**Task statement**. Go through the records and copy each line where the word "every" occurs.

**Information shown**.
##########

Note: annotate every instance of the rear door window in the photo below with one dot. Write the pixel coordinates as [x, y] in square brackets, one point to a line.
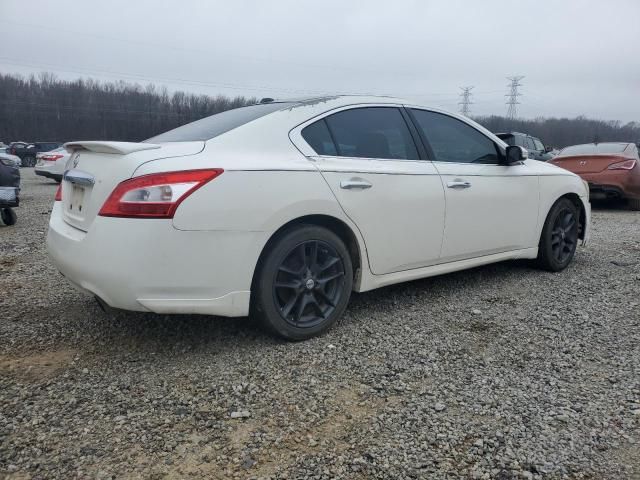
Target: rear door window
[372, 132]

##########

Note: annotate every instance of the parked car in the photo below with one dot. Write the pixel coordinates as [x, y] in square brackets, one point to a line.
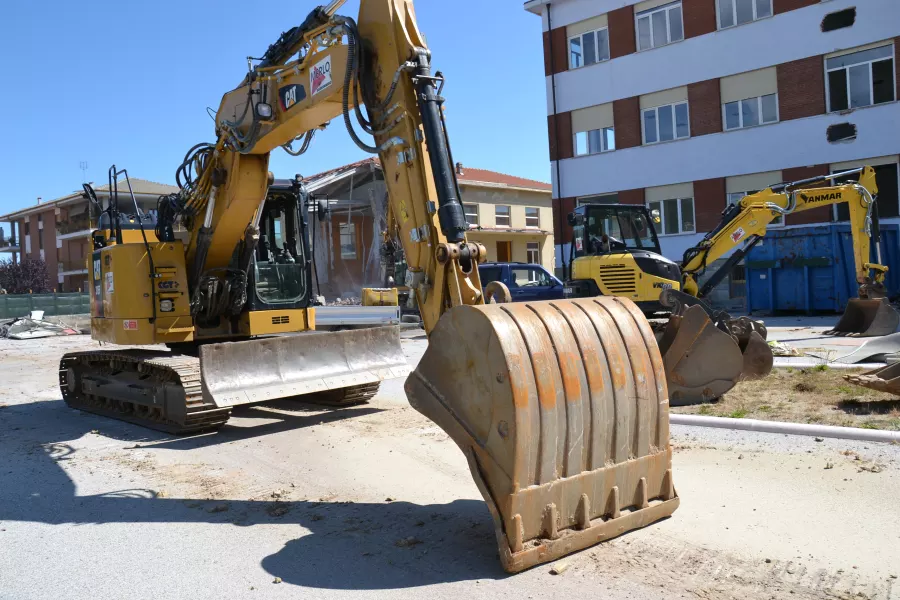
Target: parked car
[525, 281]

##########

**Task answer**.
Note: annotate every instance of the rear door window in the photo below with one dot. Write the pixel coordinates as [x, y] in square brackets, one point to a line.
Note: annotate every instance of the parked car in the photo below with one dot. Write the pixel coordinates as [x, y] in square brackets, one point to a line.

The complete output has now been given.